▸ **EXCERPTED TEXT**:
Abdi Ismail Samatar is professor of geography at the University of Minnesota and a fellow at the University of Pretoria.

South Africa's critical turning point

Corruption and lack of national direction of a post-Mbeki ANC have become the features of the liberation party.
Last Modified: 02 Feb 2013 16:12
Nelson Mandela and his successor Thabo Mbeki were centrepieces for an African National Congress based on integrity - but now "malfeasance, clouded judgements, and muddy vision has become the hallmark of ANC leadership" [AFP]

Pretoria, South Africa - South Africa's liberation struggle has been very long and its human cost enormous. Those who had borne the brunt of the cruelties of liberation had hoped that once the shackles of settler colonialism and apartheid were cast aside, the preoccupation of the new order will be an ethical pursuit of a political economic programme that would enable the people to regain their dignity. Stalwarts of liberation who imagined the country's future had no illusion about the difficulty of translating those hopes into reality. It is 18 years since that glorious day in 1994 when the oppressor and oppressed became equal citizen and Mandela was elected president of the rainbow nation. Eighteen years is not long enough to undo the damage that was centuries in the making, but it is a sufficient time in which to assess whether the course that has been taken is the appropriate route or a bridge to nowhere.

This essay is from a concerned African who recognises the depth of the deficits which the African National Congress government inherited but whose worry is that mistakes made elsewhere in the continent are being repeated here.   

I offer three critical benchmarks to gauge whether or not the country is heading in a direction that embodies the hopes of the liberators: the quality of leadership, the transformation of education, and the reforms of the economic structure.

▸ **DATA SUPPLIED**:
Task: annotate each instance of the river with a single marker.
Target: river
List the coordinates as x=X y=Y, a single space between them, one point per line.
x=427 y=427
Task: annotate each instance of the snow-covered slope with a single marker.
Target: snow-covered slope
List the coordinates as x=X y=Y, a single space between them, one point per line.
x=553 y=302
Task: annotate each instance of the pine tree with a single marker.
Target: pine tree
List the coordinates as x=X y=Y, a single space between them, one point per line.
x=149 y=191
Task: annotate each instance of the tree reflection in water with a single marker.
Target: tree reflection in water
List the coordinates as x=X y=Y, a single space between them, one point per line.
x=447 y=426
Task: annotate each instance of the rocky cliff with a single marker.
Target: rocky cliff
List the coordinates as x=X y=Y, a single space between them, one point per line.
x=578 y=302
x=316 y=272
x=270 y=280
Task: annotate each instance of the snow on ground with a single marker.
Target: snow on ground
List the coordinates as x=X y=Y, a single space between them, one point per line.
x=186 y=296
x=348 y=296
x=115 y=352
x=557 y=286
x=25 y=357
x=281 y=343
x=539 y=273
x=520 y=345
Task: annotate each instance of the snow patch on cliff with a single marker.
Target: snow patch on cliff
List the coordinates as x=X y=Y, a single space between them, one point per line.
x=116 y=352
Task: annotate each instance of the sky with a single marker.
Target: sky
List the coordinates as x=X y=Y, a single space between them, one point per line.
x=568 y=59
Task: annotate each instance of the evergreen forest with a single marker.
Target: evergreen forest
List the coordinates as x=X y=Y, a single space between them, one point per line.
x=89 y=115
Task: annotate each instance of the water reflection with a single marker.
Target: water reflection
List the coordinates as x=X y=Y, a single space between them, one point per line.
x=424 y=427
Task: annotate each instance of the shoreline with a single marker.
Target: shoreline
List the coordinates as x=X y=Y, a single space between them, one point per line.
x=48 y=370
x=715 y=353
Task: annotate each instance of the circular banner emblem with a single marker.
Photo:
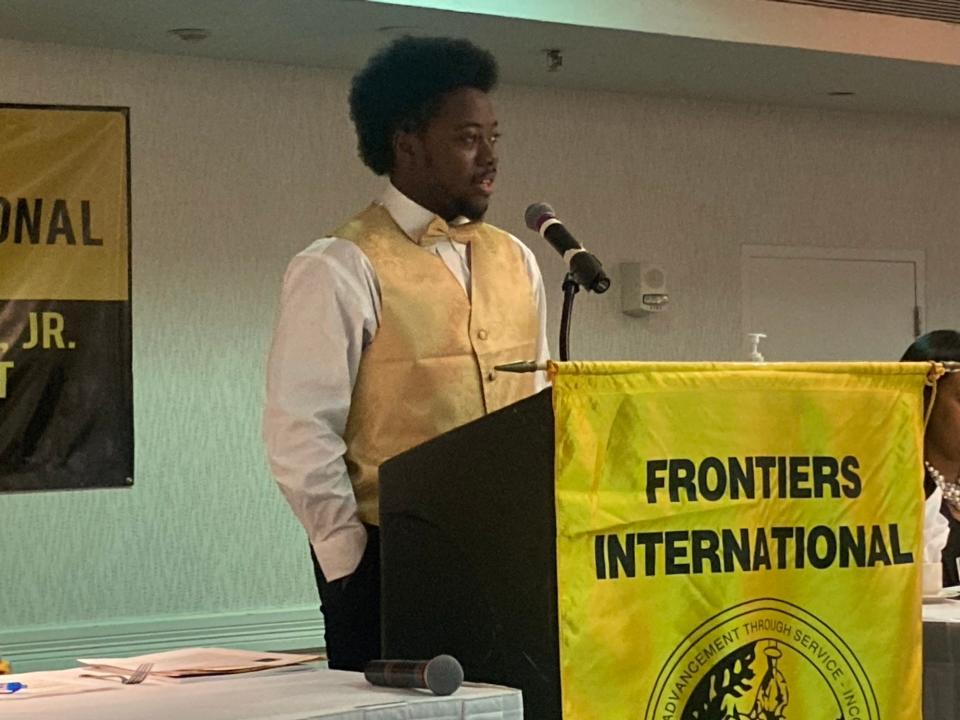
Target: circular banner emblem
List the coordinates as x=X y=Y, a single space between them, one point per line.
x=765 y=659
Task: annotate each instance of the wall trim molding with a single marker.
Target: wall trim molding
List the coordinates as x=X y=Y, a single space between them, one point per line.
x=50 y=647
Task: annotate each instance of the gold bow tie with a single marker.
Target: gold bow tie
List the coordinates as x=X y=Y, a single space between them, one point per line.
x=439 y=229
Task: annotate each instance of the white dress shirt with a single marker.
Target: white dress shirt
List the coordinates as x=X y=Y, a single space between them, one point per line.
x=330 y=312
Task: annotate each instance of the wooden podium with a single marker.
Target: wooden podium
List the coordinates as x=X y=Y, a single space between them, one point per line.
x=468 y=552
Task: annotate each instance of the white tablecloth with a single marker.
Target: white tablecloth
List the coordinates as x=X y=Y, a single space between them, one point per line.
x=297 y=695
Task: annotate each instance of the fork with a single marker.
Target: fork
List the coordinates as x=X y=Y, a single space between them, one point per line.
x=135 y=678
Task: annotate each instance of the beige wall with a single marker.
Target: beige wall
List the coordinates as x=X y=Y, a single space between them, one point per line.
x=237 y=166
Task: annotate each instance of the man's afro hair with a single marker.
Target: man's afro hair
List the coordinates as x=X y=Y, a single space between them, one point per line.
x=402 y=86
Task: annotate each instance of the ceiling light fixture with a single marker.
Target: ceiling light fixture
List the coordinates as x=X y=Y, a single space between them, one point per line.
x=190 y=34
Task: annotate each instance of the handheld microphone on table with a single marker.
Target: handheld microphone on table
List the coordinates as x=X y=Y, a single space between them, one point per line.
x=442 y=675
x=585 y=268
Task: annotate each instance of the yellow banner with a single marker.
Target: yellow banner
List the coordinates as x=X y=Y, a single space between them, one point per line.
x=63 y=204
x=739 y=541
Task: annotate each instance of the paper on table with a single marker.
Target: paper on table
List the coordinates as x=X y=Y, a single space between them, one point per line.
x=189 y=662
x=45 y=684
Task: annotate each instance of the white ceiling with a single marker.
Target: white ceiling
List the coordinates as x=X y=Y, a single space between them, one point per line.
x=343 y=33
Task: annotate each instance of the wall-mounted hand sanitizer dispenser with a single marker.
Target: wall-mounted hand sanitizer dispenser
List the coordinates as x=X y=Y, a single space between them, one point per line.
x=643 y=289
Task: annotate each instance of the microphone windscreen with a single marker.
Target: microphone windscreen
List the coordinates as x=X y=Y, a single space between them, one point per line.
x=443 y=675
x=536 y=214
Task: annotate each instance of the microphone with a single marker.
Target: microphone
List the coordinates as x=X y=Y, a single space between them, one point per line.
x=584 y=267
x=442 y=675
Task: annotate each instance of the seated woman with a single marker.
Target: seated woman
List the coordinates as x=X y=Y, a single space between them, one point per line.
x=941 y=442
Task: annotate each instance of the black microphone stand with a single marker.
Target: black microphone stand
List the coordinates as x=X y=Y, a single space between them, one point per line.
x=570 y=289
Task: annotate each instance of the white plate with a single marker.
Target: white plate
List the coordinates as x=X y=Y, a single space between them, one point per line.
x=945 y=595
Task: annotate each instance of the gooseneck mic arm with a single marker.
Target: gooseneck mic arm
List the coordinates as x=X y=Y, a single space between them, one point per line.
x=585 y=268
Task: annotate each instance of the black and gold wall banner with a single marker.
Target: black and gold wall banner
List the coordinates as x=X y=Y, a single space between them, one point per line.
x=66 y=389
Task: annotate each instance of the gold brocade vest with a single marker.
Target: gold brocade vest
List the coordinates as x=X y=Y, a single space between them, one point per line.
x=429 y=368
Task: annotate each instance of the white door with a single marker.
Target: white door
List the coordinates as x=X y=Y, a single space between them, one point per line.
x=832 y=304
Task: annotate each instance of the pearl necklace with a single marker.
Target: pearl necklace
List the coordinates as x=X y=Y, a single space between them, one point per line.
x=950 y=489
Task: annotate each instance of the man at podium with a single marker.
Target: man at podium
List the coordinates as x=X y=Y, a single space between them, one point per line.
x=390 y=327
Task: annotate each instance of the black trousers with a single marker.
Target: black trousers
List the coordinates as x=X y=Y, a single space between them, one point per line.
x=351 y=609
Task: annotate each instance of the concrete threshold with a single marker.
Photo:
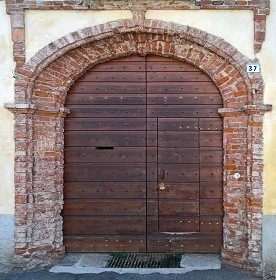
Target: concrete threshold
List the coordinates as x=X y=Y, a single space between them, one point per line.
x=96 y=263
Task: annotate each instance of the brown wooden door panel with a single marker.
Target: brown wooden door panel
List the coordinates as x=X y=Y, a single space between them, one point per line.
x=169 y=208
x=180 y=192
x=176 y=111
x=109 y=124
x=99 y=155
x=102 y=99
x=135 y=123
x=104 y=207
x=179 y=224
x=105 y=243
x=152 y=207
x=152 y=172
x=178 y=77
x=183 y=124
x=195 y=243
x=120 y=66
x=210 y=207
x=178 y=155
x=152 y=155
x=211 y=224
x=178 y=139
x=105 y=190
x=170 y=66
x=104 y=225
x=211 y=173
x=184 y=99
x=109 y=88
x=179 y=172
x=105 y=139
x=92 y=76
x=209 y=155
x=152 y=189
x=85 y=111
x=105 y=172
x=187 y=87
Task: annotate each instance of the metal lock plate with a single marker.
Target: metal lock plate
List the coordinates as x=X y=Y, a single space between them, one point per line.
x=162 y=186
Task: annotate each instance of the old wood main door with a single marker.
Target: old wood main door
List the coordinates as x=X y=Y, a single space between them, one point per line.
x=143 y=159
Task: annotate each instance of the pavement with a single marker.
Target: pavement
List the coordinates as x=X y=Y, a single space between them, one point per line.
x=92 y=266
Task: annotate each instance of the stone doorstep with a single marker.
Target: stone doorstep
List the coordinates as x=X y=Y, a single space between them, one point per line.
x=96 y=263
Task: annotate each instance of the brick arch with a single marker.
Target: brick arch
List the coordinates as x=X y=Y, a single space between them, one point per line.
x=41 y=89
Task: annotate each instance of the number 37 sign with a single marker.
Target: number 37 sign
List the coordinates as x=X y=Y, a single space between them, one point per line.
x=253 y=68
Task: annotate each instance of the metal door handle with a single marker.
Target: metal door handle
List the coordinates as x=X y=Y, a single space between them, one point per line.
x=162 y=186
x=162 y=174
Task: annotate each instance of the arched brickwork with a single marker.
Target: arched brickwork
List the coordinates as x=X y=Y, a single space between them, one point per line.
x=41 y=89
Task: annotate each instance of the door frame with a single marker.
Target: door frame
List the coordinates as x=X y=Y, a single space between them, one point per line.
x=40 y=93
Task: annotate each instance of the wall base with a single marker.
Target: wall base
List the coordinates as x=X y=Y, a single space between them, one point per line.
x=269 y=246
x=6 y=242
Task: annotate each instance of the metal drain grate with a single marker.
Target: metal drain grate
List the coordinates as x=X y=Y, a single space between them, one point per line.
x=125 y=260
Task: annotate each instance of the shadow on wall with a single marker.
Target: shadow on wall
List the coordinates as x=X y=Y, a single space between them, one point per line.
x=6 y=242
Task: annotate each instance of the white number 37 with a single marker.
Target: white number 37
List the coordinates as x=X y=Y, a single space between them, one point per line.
x=253 y=68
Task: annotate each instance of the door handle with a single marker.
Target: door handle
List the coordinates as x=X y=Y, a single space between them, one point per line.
x=162 y=174
x=162 y=186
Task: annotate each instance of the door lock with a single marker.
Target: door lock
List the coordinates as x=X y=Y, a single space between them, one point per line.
x=162 y=186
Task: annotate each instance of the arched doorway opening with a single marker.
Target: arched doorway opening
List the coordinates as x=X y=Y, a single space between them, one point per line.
x=143 y=159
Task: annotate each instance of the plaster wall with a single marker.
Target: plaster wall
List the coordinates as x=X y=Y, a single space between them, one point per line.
x=267 y=58
x=6 y=118
x=235 y=27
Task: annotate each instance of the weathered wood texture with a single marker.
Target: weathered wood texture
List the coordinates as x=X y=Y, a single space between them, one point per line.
x=135 y=123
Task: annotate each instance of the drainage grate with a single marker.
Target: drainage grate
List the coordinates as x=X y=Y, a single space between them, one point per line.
x=125 y=260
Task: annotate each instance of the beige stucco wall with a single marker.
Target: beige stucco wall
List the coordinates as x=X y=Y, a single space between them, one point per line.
x=43 y=27
x=235 y=27
x=6 y=118
x=268 y=63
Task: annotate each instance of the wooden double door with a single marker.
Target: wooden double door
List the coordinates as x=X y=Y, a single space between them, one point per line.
x=143 y=159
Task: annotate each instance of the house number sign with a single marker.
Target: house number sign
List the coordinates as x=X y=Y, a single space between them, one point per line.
x=253 y=68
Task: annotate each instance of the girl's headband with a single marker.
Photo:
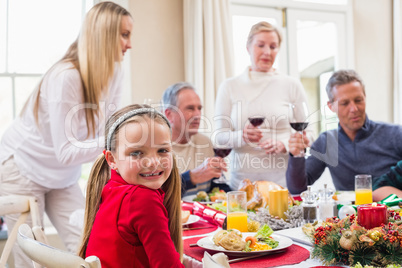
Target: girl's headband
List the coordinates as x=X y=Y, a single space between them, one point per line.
x=128 y=115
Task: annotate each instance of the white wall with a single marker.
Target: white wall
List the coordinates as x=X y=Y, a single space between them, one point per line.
x=157 y=56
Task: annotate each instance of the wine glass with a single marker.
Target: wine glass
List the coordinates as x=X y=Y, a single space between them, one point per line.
x=298 y=119
x=221 y=152
x=154 y=103
x=256 y=120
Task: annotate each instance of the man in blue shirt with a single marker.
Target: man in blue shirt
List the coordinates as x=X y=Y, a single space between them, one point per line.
x=357 y=146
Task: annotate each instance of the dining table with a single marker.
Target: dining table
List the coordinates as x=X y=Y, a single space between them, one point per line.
x=295 y=256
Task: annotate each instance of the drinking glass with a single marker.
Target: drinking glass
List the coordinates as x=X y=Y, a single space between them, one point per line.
x=237 y=210
x=278 y=202
x=298 y=119
x=221 y=152
x=363 y=189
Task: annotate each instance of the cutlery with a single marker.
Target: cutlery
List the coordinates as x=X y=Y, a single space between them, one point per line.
x=245 y=258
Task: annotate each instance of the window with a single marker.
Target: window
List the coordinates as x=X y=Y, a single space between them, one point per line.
x=33 y=36
x=317 y=39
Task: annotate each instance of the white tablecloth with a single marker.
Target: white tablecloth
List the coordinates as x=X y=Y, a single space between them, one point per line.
x=295 y=233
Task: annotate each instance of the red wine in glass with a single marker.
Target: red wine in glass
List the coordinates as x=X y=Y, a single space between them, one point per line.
x=298 y=119
x=257 y=120
x=299 y=126
x=222 y=152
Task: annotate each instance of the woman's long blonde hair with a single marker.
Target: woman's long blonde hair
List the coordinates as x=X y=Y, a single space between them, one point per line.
x=94 y=55
x=100 y=174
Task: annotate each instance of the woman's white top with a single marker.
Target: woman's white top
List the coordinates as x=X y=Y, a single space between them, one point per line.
x=52 y=152
x=249 y=94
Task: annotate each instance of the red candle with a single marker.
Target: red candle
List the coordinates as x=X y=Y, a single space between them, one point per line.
x=372 y=215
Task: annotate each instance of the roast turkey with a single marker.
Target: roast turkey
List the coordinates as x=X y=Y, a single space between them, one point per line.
x=257 y=192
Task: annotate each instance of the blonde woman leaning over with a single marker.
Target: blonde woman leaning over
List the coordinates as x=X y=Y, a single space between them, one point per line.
x=133 y=209
x=42 y=152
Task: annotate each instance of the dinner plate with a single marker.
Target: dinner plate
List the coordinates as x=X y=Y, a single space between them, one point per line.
x=189 y=198
x=345 y=197
x=192 y=219
x=284 y=243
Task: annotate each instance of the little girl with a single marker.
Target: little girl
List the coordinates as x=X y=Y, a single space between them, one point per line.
x=136 y=222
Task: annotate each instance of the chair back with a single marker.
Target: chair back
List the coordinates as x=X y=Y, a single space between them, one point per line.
x=49 y=256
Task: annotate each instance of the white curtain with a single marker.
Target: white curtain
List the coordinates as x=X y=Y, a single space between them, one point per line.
x=397 y=28
x=208 y=45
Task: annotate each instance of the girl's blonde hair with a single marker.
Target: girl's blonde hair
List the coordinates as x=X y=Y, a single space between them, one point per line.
x=263 y=26
x=100 y=174
x=94 y=55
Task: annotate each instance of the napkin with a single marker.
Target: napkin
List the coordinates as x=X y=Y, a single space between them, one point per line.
x=206 y=228
x=218 y=260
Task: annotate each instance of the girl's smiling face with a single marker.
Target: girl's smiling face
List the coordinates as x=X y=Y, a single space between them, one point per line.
x=143 y=154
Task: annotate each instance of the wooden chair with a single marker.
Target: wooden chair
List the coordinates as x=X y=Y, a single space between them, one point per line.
x=49 y=256
x=25 y=205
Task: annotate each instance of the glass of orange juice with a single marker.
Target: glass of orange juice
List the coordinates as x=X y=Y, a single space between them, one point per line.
x=237 y=210
x=363 y=189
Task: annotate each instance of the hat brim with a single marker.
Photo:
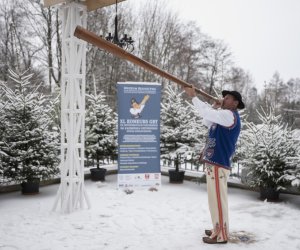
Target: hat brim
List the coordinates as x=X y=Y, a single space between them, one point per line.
x=241 y=105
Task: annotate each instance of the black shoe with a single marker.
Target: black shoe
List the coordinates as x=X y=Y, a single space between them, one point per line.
x=212 y=241
x=208 y=232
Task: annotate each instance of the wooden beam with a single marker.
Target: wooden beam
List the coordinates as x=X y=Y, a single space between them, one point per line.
x=91 y=4
x=96 y=4
x=48 y=3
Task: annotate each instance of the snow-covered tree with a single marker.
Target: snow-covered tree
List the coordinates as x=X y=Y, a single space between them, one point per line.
x=182 y=132
x=100 y=128
x=30 y=147
x=271 y=151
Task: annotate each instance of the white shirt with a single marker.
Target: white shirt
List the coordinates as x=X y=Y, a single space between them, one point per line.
x=210 y=115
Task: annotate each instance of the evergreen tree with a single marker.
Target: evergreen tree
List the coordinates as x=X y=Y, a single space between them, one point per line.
x=30 y=147
x=100 y=128
x=271 y=151
x=182 y=132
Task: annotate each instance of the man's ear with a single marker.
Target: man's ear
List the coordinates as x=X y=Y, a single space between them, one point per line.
x=236 y=102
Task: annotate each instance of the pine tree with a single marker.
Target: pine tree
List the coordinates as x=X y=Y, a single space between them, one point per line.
x=100 y=128
x=30 y=147
x=182 y=133
x=272 y=151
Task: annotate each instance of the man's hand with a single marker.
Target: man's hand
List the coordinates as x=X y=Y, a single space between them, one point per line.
x=218 y=104
x=191 y=92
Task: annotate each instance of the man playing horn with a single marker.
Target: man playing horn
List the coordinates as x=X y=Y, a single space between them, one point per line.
x=224 y=125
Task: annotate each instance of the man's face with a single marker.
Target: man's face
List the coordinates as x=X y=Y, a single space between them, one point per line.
x=229 y=102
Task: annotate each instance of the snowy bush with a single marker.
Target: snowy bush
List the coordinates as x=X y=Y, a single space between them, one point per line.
x=272 y=151
x=100 y=128
x=182 y=133
x=30 y=147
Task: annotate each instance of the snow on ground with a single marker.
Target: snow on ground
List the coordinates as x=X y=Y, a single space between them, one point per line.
x=172 y=218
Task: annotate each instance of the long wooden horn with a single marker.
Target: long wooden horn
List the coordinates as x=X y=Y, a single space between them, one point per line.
x=90 y=37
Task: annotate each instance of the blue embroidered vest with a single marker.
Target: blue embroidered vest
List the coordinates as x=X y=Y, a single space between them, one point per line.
x=221 y=143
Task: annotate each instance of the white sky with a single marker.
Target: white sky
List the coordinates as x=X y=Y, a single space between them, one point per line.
x=264 y=35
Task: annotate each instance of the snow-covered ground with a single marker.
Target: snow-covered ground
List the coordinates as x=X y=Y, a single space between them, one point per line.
x=172 y=218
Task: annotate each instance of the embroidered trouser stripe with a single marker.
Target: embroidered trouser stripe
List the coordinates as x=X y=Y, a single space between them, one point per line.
x=216 y=178
x=221 y=223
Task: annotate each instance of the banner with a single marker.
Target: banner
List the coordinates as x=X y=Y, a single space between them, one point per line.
x=139 y=134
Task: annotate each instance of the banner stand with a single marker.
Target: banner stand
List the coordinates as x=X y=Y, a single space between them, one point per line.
x=139 y=134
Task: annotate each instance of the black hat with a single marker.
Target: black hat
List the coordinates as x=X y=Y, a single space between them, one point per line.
x=236 y=95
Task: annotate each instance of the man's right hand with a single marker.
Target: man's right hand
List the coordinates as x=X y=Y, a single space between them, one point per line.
x=218 y=104
x=191 y=92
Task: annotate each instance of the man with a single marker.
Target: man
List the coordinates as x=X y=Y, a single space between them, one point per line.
x=224 y=125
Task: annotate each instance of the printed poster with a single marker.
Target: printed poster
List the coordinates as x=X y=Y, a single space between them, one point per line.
x=139 y=134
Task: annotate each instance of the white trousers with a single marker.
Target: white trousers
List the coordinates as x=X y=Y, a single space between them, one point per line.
x=216 y=179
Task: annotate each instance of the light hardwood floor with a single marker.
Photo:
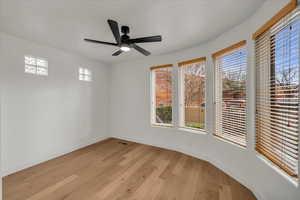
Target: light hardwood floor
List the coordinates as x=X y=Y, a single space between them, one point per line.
x=111 y=170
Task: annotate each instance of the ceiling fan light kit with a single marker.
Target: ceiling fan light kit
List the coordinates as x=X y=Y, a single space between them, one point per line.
x=124 y=42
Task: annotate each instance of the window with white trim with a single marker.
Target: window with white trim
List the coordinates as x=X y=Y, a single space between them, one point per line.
x=161 y=93
x=34 y=65
x=85 y=74
x=230 y=94
x=192 y=94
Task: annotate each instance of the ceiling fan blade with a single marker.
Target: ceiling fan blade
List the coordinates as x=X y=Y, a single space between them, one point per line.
x=100 y=42
x=156 y=38
x=115 y=30
x=141 y=50
x=117 y=53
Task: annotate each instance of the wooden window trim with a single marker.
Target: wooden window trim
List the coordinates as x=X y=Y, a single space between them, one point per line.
x=161 y=66
x=230 y=48
x=276 y=18
x=196 y=60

▸ **GOALS**:
**1)** From the essay on South Africa, copy the text from "I offer three" up to and including "the economic structure.".
**2)** In the essay on South Africa, what are the three benchmarks offered for judging the country's direction?
**3)** Continue the essay on South Africa's turning point from its last sentence.

▸ **RESULTS OF THE EXERCISE**:
**1)**
I offer three critical benchmarks to gauge whether or not the country is heading in a direction that embodies the hopes of the liberators: the quality of leadership, the transformation of education, and the reforms of the economic structure.

**2)** The quality of leadership, the transformation of education, and the reforms of the economic structure.

**3)**
Leadership

Africans are among the easiest people to lead, but unfortunately the continent's political leaders, with very few exceptions, have utilised the population's readiness to follow as an opportunity to abuse that trust and pillage the commons. Consequently, in many countries the promise of independence has turned into catastrophe in the form of unending civil wars, incompetent and long lasting dictatorship, economies on the skids, systemic corruption, and enduring and deepening poverty. Pioneering Ghanaian writer Ayi Kewi Armah's prognosis in 1968 was on target when he noted that politicians "were senile before they were born".

 South Africans lose patience with ANC promises

South Africa had the benefit of these negative lessons before embracing liberation and one wonders whether those in position of leadership have learned them well. The question is whether the ANC - which has consistently garnered the African people's support - and its leadership have the ethical fortitude and the competence to transform liberation into a vibrant democracy, and a growing and just economy.    

The liberation movement failed to deliver the knockout punch to apartheid and had to negotiate the terms of its "surrender". Consequently, the dispensation that spawned in 1994 was half beast half human since much of economic apartheid was left intact in private hands. But what Mandela and Mbeki had was an iron clad trust from the population earned through their unwavering commitment to justice in the face of the horrors of apartheid. It appears that Mandela's task was to safely steer the ship of state away from the real possibility of nightmarish civil war, and lay the basis for common citizenship. Meanwhile Mbeki's mission was to deepen the democratic form of government and modernise the economy while providing services for the millions of people devastated by apartheid.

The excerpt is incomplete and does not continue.